→ EXPLORE THE MATERIAL:
A: Write out everything in the melanoma abstract from "Int J Retina" down to "patients declined enucleation.".
B: Pick up the abstract on choroidal melanoma endoresection after its last sentence and keep writing it.

→ GIVEN PASSAGE:

Int J Retina Vitreous 2017 6;3:42. Epub 2017 Nov 6.
Department of Ophthalmology and Visual Sciences, Federal University of São Paulo, São Paulo, Brazil.
Purpose: To review long time treatment results in patients with small or medium sized choroidal melanoma who underwent surgical tumor endoresection as a primary treatment when plaque radiotherapy was unable and patients declined enucleation.
Materials And Methods: Patients were evaluated for best corrected visual acuity (BCVA), and underwent biomicroscopy, indirect ophthalmoscopy, retinography and ultrasound as well as the usual systemic workup. Study inclusion required the absence of scleral invasion or metastasis and an anterior margin not exceeding the pars plana or the ciliary body. Surgery consisted of a clear lens phacoemulsification with a PC-IOL, and a 23-gauge pars plana vitrectomy with anterior vitreous shave, lesional choroidal endodiathermy, followed by 23-gauge probe tumor endoresection and continuous endolaser. Patients were followed at post-operative 1 day, 1 week, 1, 3, and 6 months and then every 6 months with a complete ophthalmological exam including ultrasound biomicroscopy and systemic follow-up at 3, 6 and every 6 months thereafter.

→ DATA EXCERPT:

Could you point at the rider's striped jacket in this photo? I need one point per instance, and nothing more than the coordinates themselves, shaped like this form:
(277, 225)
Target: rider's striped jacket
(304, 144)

→ OUTPUTS BY TASK:
A:
Int J Retina Vitreous 2017 6;3:42. Epub 2017 Nov 6.
Department of Ophthalmology and Visual Sciences, Federal University of São Paulo, São Paulo, Brazil.
Purpose: To review long time treatment results in patients with small or medium sized choroidal melanoma who underwent surgical tumor endoresection as a primary treatment when plaque radiotherapy was unable and patients declined enucleation.

B:
Results: Fourteen patients with choroidal melanoma were included the study. Pre-operative BCVA ranged from 20/20 to hand motion (HM): 20/20 (n = 2); 20/60 (n = 1); and HM (n = 10). Pathological analysis confirmed the diagnosis of uveal melanoma in all cases. Mean follow-up was 54.5 months (45-66 months) with a final BCVA ranging from 20/60 to HM: 20/60 (n = 1); 20/60 to 20/200 (n = 10); and HM (n = 2). The eye retention rate in our study was 100%. No intraocular recurrence was observed. One patient died 12 months after surgery from metastatic disease.
Conclusion: Endoresection appears to be an acceptable alternative to enucleation for the treatment of posteriorly-localized uveal melanoma, with excellent local control and eye salvage rates.